▸ **TEXTE PROPOSÉ**
————

Une sourde, mais irrésistible volonté de faire la guerre possédait dès lors toute l’Allemagne.

Un incident imprévu, vint pousser les pangermanistes à redoubler d’efforts. L’affaire de Saverne ayant causé l’indignation des politiciens libéraux et socialistes, le Reichstag s’avisa de blâmer le chancelier, — manifestation inoffensive et sans conséquence. Puis, le dernier jour de la session, le 20 mai 1914, les socialistes refusèrent de se lever pour acclamer l’Empereur. Ce n’était qu’un feu de paille. Les pangermanistes crurent ou feignirent de croire que c’étaient les premières lueurs d’un incendie. Dans les deux mois qui suivirent, ils menèrent leur campagne avec un acharnement extraordinaire. Aux derniers jours de juillet, ils étaient maîtres de l’Allemagne, maîtres de l’Empereur, maîtres de l’opinion.

————

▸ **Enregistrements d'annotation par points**
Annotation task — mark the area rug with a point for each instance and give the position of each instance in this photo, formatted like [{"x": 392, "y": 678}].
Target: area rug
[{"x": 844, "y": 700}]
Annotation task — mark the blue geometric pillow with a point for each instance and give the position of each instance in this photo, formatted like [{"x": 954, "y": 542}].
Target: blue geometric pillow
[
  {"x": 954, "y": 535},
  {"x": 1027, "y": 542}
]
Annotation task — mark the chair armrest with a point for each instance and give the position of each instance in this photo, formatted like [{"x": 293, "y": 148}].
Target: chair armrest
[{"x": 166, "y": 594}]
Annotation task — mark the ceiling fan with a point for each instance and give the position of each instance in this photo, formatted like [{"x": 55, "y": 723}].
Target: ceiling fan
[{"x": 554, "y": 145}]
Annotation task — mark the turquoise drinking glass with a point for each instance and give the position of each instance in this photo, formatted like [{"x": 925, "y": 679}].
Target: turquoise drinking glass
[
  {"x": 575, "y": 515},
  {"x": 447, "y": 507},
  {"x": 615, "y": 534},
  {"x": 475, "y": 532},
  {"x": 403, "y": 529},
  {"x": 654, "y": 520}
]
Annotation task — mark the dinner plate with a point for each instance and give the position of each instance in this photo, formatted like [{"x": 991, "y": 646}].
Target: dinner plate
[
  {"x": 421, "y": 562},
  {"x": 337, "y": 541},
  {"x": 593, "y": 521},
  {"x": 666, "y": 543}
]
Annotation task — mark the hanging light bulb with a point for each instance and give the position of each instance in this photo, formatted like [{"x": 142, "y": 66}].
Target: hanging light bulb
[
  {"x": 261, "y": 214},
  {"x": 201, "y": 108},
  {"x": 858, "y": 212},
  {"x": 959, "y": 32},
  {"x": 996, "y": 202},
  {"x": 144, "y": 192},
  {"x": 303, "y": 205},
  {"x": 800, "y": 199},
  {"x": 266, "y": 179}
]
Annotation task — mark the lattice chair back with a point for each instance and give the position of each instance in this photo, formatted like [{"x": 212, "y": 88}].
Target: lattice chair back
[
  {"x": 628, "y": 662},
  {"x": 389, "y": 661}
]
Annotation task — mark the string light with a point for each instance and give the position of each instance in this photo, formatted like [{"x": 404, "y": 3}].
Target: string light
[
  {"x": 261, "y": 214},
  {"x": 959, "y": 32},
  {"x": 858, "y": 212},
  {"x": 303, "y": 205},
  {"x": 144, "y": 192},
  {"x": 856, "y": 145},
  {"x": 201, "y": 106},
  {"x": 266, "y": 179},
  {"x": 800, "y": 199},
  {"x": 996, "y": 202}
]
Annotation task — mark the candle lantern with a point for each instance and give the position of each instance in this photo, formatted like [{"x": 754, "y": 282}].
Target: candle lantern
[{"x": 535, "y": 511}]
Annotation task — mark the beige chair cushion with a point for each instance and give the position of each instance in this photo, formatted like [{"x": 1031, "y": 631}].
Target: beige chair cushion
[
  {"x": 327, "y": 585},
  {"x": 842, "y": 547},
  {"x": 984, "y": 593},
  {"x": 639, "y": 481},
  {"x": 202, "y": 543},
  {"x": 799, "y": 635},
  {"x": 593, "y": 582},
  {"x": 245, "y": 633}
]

————

▸ **CONSIGNE**
Recopiez sans rien modifier le texte sur la montée des pangermanistes, de « Une sourde, mais » à « maîtres de l’opinion. ».

▸ **CORRIGÉ**
Une sourde, mais irrésistible volonté de faire la guerre possédait dès lors toute l’Allemagne.

Un incident imprévu, vint pousser les pangermanistes à redoubler d’efforts. L’affaire de Saverne ayant causé l’indignation des politiciens libéraux et socialistes, le Reichstag s’avisa de blâmer le chancelier, — manifestation inoffensive et sans conséquence. Puis, le dernier jour de la session, le 20 mai 1914, les socialistes refusèrent de se lever pour acclamer l’Empereur. Ce n’était qu’un feu de paille. Les pangermanistes crurent ou feignirent de croire que c’étaient les premières lueurs d’un incendie. Dans les deux mois qui suivirent, ils menèrent leur campagne avec un acharnement extraordinaire. Aux derniers jours de juillet, ils étaient maîtres de l’Allemagne, maîtres de l’Empereur, maîtres de l’opinion.